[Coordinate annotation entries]
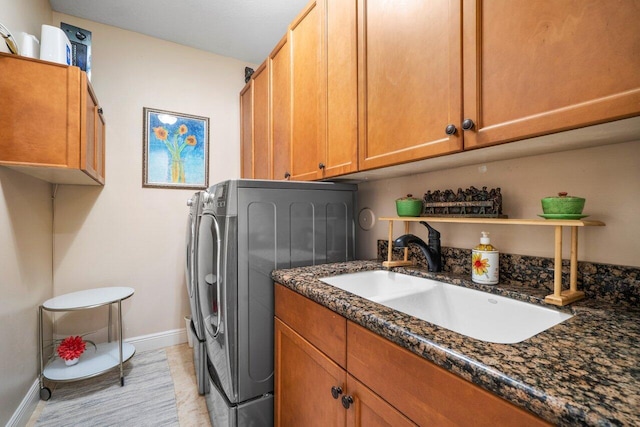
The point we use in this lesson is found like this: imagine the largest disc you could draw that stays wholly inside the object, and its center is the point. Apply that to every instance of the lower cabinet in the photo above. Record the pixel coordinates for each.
(331, 371)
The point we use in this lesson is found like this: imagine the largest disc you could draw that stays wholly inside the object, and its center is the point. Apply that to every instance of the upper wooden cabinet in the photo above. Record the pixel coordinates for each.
(339, 153)
(261, 140)
(323, 46)
(308, 91)
(255, 144)
(246, 131)
(375, 83)
(537, 67)
(280, 114)
(409, 80)
(51, 122)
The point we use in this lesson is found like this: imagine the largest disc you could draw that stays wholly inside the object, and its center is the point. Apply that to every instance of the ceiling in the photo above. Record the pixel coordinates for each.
(243, 29)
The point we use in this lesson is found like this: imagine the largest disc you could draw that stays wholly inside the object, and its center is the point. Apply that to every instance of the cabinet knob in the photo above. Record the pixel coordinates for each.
(336, 392)
(347, 401)
(450, 130)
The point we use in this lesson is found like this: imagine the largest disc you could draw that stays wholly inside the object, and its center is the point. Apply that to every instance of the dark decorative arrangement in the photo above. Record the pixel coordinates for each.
(248, 72)
(471, 202)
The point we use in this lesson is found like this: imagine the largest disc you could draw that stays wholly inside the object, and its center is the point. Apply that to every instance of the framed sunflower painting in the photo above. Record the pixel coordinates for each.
(176, 150)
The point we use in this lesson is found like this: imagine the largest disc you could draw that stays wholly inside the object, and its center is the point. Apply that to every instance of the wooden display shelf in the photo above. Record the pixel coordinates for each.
(559, 297)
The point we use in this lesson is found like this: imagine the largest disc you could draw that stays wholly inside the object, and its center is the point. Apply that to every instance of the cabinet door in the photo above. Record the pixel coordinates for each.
(279, 91)
(261, 141)
(304, 378)
(308, 91)
(409, 80)
(246, 132)
(369, 410)
(340, 153)
(93, 136)
(537, 67)
(49, 128)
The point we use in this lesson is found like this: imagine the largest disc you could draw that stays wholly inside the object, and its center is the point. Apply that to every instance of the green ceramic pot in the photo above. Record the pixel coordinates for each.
(409, 206)
(563, 204)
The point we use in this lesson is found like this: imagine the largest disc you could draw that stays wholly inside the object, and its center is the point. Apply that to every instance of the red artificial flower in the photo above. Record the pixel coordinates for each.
(71, 348)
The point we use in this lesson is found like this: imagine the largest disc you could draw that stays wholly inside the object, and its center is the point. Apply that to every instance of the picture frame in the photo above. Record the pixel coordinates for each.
(175, 150)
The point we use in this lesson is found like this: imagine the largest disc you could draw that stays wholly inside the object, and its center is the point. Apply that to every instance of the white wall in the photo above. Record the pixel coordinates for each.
(25, 246)
(124, 234)
(608, 177)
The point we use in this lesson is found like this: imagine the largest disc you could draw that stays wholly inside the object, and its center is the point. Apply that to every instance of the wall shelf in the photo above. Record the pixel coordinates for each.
(559, 297)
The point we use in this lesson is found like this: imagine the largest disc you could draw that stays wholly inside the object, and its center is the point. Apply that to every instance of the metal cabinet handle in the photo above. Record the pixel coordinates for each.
(336, 392)
(450, 130)
(347, 401)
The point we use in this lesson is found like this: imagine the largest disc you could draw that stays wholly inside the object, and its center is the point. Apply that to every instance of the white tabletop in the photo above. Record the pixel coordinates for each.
(88, 298)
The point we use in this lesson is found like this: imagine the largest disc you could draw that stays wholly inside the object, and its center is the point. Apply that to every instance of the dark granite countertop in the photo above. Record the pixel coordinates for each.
(584, 371)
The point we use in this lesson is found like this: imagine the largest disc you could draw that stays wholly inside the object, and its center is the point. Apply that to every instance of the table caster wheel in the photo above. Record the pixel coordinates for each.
(45, 393)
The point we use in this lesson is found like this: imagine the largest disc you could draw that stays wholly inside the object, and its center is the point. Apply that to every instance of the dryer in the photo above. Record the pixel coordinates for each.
(248, 228)
(196, 327)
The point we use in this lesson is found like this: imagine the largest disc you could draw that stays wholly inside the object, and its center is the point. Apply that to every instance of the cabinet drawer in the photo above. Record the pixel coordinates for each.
(424, 392)
(322, 327)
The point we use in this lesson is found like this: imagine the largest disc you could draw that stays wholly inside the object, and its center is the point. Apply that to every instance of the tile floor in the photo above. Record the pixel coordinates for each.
(192, 408)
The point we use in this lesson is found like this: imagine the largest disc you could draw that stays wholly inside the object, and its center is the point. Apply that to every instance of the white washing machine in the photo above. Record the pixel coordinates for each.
(191, 268)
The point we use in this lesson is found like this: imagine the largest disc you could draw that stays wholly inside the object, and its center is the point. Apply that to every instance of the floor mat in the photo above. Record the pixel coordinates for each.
(147, 398)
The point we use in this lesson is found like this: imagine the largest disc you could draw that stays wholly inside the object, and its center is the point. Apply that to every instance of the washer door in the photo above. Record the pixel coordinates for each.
(217, 299)
(209, 273)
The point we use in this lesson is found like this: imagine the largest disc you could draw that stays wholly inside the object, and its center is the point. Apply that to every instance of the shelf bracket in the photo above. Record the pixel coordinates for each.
(560, 297)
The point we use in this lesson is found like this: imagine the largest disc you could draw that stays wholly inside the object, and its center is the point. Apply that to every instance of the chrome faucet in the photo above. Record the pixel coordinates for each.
(432, 252)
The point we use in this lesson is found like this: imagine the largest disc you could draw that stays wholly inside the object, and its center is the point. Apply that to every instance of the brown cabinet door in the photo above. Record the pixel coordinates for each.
(280, 110)
(40, 113)
(340, 154)
(308, 91)
(49, 122)
(369, 410)
(537, 67)
(93, 136)
(304, 378)
(246, 132)
(409, 80)
(261, 141)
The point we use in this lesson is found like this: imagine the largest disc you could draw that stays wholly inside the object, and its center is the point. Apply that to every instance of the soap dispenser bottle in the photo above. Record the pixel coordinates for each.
(484, 262)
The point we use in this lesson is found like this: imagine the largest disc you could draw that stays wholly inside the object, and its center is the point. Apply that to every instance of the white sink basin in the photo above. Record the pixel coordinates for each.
(470, 312)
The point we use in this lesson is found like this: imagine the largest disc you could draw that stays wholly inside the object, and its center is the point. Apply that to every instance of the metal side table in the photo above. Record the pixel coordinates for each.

## The problem
Reproduce all of the rows above word for word, leaving out the pictures.

## Reply to the task
The point we use in this lesson is found like this: imagine the largest disc you could draw that stays wholly inside the object, and its center is the point. Apply that to every instance of the lower cabinet in the photo above. Record the pixel coordinates for each.
(331, 371)
The point we use in this lesson is found like this: imagine the largest disc you could draw that stays wholly inside the object, and its center is the point. Apply that to every instance of the upper wooden cabinet in the photo above. Record the pixel coordinates for each.
(339, 153)
(261, 140)
(323, 46)
(308, 91)
(255, 144)
(246, 131)
(375, 83)
(537, 67)
(280, 114)
(409, 80)
(51, 122)
The point we use in this lesson is found like this: imagine the largest disc you could draw that stays wholly inside the object, and its center is the point. Apply that to every instance of the ceiling in the photo above. Record the pixel coordinates for each.
(243, 29)
The point we use in this lesson is found like this: imagine the largest disc you could draw that stays wholly inside the object, and its center is the point. Apply that to every instance of the cabinet knob in the photo above. Record the pixel coordinates for each.
(336, 392)
(347, 401)
(450, 130)
The point we use in this lesson is found like this: imagine the largest disc you could draw that stays wholly inside the object, and its center is the point. Apply that to every instance of the dark decorative arrangement in the photo above. Record the pixel coordinates for each.
(248, 72)
(471, 202)
The point we use in this lesson is found like this: imagine the largest disc you could draw that stays wholly inside the object, and its center is the point. Apply that to every instance of the framed sunflower painting in the photo above. Record the pixel coordinates for each.
(176, 150)
The point we use in this lesson is found like this: imagine the largest disc you could draw that stays wholly inside the object, and its center is the point. Apply that to every instance of the wooden display shelf in the photo above. Record the pixel coordinates for each.
(559, 297)
The point we use in this lesson is found like this: imagine the largest disc you could draw that stays wholly inside the object, and its center is the point. Apply that to every instance of the cabinet door in the photo above. Record the pixel coordinates for each.
(279, 91)
(261, 141)
(304, 378)
(308, 91)
(409, 80)
(246, 132)
(369, 410)
(340, 153)
(93, 136)
(537, 67)
(49, 128)
The point we use in this lesson is found like this: imagine the largest disc you could draw that stays wholly inside the object, and its center is the point. Apply that to every instance of the green ceramic pot in the photo above. Record the pixel coordinates for each.
(409, 206)
(563, 204)
The point we use in this lesson is found like this: imagine the largest disc you could draw that stays wholly inside the object, and its center is the point. Apply that to every instance of the red artificial flower in the photo above. Record the pixel coordinates for each.
(71, 348)
The point we use in this lesson is found like this: imagine the largest disc you could draw that stays wholly inside the object, and its center is the point. Apply that to every instance of the picture frame in the photo above. Record the pixel coordinates for each.
(175, 150)
The point we use in this lesson is found like this: imagine the largest disc you could draw that stays wholly inside the object, and its center is the point. Apply that to every instance of the white wall in the photo above. Record the pixel coordinates for each.
(25, 246)
(124, 234)
(608, 177)
The point we use in this lesson is found like this: imagine the largest disc you could draw that stays wholly inside the object, and its center is the point. Apply that to every instance of the wall shelf in the photo above. Record the pixel coordinates for each.
(559, 297)
The point we use in this lesson is found like this: imagine the largest disc you could draw that stays wholly inside the object, and its center is the point. Apply that to every instance of the metal cabinet handle in the photo above. Record the pixel coordinates for each.
(336, 392)
(450, 130)
(347, 401)
The point we use in this lesson is found like this: imagine the largest disc you could draw that stays wholly inside the object, and its center is the point. Apply that to every instance of the white tabletop in the photo above. Record the pixel coordinates for each.
(88, 298)
The point we use in this lesson is found like this: imagine the largest disc you could draw that stays wholly inside the object, and its center is the point. Apply that to every instance of the dark granite countertop in the photo above. Record the pixel coordinates for each.
(584, 371)
The point we use in this lesson is found like this: imagine the largest disc you could draw that stays wholly inside the object, and its center is the point. Apply that to every instance of the table caster wheel in the photo above. Record the pixel coordinates for each.
(45, 393)
The point we use in this lesson is found like this: imagine the largest disc you could draw that stays wholly inside the object, and its center is the point. Apply that to every instance of the dryer in the photo above. Record the pixel coordinates for each.
(248, 228)
(196, 327)
The point we use in this lesson is found like this: imagine the largest disc you could draw that stays wholly inside the object, and its center is the point. Apply that to every instance of the cabinet drawer in the photo above. Record the pixel coordinates for each.
(424, 392)
(322, 327)
The point we use in this lesson is found like this: imagine the largest disc you could draw that stays wholly inside the object, and its center is the point. Apply that to every instance of the tile floor in the photo above. Record the pixel coordinates for each.
(192, 408)
The point we use in this lesson is found like this: imagine the largest disc you could draw that stays wholly inside the object, and its center is the point. Apply that to every instance of the white washing machine in the photo above. Record the pixel coordinates for each.
(191, 268)
The point we use in this lesson is found like this: imagine the largest disc you could draw that stays wholly inside the object, and its center is the point. Apply that to every instance of the floor mat in the photo above. Record the pixel coordinates for each.
(147, 398)
The point we use in this lesson is found like this: imagine the largest disc you could draw that stays wholly inside the object, and its center is the point. Apply that to every instance of the washer door in the photo above. Record the pixel coordinates for each.
(217, 299)
(209, 273)
The point we use in this lesson is found like this: imagine the largest disc you could draw that stays wholly inside the object, and its center is the point. Apply that to every instance of the shelf bracket in the photo above. Record the pixel coordinates for each.
(560, 297)
The point we use in this lesson is found like this: imagine the largest disc you could draw that stays wholly inside the object, and its center is the point. Apply that to every instance of the chrome faucet in the photo above. Record the pixel coordinates for each.
(432, 252)
The point we use in this lesson is found like this: imagine the largest disc you could draw that stays wholly inside the object, and its center is the point. Apply that to every instance of the brown cabinet door in the photo above. Record the pixel coordinates for each.
(280, 110)
(40, 113)
(340, 154)
(308, 91)
(49, 122)
(369, 410)
(537, 67)
(93, 136)
(304, 378)
(246, 132)
(409, 80)
(261, 141)
The point we use in this lesson is found like this: imagine the largest disc you could draw that stays wholly inside the object, and its center is the point. Apply that to every instance of the soap dispenser bottle in the photo above. Record the pixel coordinates for each.
(484, 262)
The point we use in this lesson is found like this: imagine the largest disc you could draw that stays wholly inside the object, and its center is the point. Apply that to every instance of the white sink basin in the photo above. Record the pixel coordinates for each.
(470, 312)
The point we use in this lesson is found like this: imagine the largest disc you could draw that stays wholly inside the object, and its center is the point. Apply that to every instance of the metal side table in the photo above. Record the pixel coordinates for each.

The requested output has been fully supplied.